◆ Problem: Translate this sentence from the body image Q&A into Spanish: "But one of the things that has really helped me is to give the harmful self-talk a voice."

◆ Page extract:
A HealthyGirl.org reader named Trish left a comment with this question the other day. I got her permission to post it here—with an answer from body image expert Leslie Goldman, author of Locker Room Diaries: The Naked Truth About Women, Body Image, and Re-Imagining The Perfect Body:
Q: How does anyone begin to change the way they think? Most of my issues about my body are contained in my own mind, and even when I go to the gym, I can’t help but think that I’m the only fat chick there (and usually, I am).
I don’t take group classes for that reason, because my thoughts are consistently negative and I always assume people are judging me for my weight. And I’ve had probably hundreds of people tell me, “look within yourself, you’re beautiful no matter what size you are, blah blah blah” and it doesn’t sink in.
How [do] you overcome the negative thoughts? Even if I think positive, the negative side creeps back in and tells me that thinking positive is actually just me being unrealistic and trying to make myself feel better. —Trish
A: First, let me assure you that no one is judging you at the gym, simply because everyone is too obsessed with worrying what they look like. I spoke with hundreds of women for my book about the thoughts racing through their minds while in the gym locker room and the one consistent thing I heard was, “I think everyone is staring at my fat thighs/dimply butt/saggy boobs.” No one said, “I usually look at the woman getting undressed across the aisle or running on the treadmill next to mine and think, Ugh! Her stomach looks like a Sharpei puppy!” Not one person.
That said, I absolutely hear you when you say negative thoughts are forever creeping in and crowding out the positive. Considering we spend our days getting assaulted by airbrushed ads and hypersexualized billboards and diet food commercials and massive weight loss reality shows, a simple, “Wow, I look pretty good today” has about as much of a chance of surviving as a snowflake in a microwave. But one of the things that has really helped me is to give the harmful self-talk a voice. Have you ever tried actually saying out loud the mean-spirited thoughts you have about your body? It’s incredibly jarring to hear. Looking in the mirror and thinking, “I’m such a fat pig. My cellulite is gross and it’ll never get better. Why did I just eat that pasta?” is one thing; saying it out loud is another. Try it, and when you hear the words come out of your mouth, imagine saying that to your best friend. Or your mother. That would NEVER happen, right? You’d never look your mom in the eyes and say, “You’re a fat pig, your butt is covered in cellulite and you should probably only eat salad for the next week.” Why? Because it’s inhumane and disrespectful and abusive. Because it’s cruel and unusual punishment. Because you love her for who she is, not how she looks. Because she deserves better. And yet, many of us think it’s okay to say those things to ourselves. It’s not okay. You and I deserve better, too.
Hi, it’s Sunny again. Much love to Leslie for answering this reader Q. I just want to add that I used to hate all of those, “Just love yourself! You’re great the way you are!” platitudes, too. For me, the change came when I started reading about emotional eating and realized that I didn’t have eating and weight problems because I was a pig with no willpower-but because I had an actual disorder that required time and gentleness to fix. Getting better on the inside slowly became more important to me that what I looked like on the outside, and that freedom allowed me to stop hating myself and start getting better. (Therapy helped, as well!)

◆ Provided material:
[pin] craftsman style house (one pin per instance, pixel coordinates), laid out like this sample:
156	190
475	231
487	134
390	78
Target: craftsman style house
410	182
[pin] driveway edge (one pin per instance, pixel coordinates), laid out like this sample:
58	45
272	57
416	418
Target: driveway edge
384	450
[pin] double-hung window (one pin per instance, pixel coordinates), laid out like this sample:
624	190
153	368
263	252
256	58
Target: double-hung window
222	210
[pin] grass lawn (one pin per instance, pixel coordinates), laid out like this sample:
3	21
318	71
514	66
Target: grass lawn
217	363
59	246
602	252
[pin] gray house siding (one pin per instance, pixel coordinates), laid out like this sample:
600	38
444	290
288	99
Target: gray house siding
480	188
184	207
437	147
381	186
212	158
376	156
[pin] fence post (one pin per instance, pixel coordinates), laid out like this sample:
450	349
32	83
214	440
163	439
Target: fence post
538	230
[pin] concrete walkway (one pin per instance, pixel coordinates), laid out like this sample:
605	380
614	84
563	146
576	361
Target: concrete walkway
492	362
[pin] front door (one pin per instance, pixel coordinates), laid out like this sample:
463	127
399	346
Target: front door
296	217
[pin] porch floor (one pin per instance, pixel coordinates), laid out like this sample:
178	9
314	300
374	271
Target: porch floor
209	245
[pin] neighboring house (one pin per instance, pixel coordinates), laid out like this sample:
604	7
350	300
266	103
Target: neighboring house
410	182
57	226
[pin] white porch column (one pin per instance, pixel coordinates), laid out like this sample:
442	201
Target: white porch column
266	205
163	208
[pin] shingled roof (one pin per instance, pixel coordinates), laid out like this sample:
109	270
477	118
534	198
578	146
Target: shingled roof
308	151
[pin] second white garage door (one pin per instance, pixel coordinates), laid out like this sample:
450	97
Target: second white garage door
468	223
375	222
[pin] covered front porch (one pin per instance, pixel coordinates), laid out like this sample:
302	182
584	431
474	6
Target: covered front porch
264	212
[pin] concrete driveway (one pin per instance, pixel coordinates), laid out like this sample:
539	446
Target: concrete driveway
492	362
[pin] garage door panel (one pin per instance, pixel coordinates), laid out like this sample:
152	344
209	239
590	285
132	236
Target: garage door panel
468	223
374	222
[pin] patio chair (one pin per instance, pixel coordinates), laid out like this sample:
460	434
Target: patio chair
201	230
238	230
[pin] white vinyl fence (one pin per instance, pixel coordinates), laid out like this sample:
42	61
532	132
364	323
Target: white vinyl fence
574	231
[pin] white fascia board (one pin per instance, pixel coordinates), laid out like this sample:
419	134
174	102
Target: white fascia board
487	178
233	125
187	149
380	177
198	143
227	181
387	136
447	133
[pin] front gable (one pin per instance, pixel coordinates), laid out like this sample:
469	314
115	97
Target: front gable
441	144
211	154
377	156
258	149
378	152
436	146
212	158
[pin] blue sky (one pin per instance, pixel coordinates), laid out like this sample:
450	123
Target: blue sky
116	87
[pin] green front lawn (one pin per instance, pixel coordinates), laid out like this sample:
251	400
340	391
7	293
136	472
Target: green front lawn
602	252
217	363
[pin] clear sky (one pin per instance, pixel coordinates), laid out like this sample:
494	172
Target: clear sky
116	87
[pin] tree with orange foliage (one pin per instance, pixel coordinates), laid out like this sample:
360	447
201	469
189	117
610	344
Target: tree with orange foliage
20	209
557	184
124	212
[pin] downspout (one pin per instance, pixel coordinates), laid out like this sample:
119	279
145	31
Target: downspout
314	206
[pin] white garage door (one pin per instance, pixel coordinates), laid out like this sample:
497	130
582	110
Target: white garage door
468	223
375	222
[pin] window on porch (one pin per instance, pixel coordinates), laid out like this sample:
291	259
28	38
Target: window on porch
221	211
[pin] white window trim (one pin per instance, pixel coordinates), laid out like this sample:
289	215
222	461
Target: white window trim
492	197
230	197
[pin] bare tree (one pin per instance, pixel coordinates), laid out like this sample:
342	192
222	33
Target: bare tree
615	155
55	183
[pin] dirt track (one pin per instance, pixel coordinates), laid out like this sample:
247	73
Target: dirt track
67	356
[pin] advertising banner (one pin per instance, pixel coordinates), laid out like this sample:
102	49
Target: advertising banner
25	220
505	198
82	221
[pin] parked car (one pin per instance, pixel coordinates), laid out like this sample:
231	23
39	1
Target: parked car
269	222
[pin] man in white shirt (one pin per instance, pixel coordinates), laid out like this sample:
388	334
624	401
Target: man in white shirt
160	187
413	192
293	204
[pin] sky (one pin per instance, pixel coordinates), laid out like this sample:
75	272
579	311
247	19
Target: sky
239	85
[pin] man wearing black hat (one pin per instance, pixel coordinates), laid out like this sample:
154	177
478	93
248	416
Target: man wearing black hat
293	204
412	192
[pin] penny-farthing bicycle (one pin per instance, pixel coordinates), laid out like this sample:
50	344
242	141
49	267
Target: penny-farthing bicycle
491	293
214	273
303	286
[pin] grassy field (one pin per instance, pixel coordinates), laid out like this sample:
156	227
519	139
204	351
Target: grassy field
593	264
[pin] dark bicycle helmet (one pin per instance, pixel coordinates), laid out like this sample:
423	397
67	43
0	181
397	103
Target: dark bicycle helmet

◆ Exercise answer: Pero una de las cosas que realmente me ha ayudado es darle voz al diálogo interno dañino.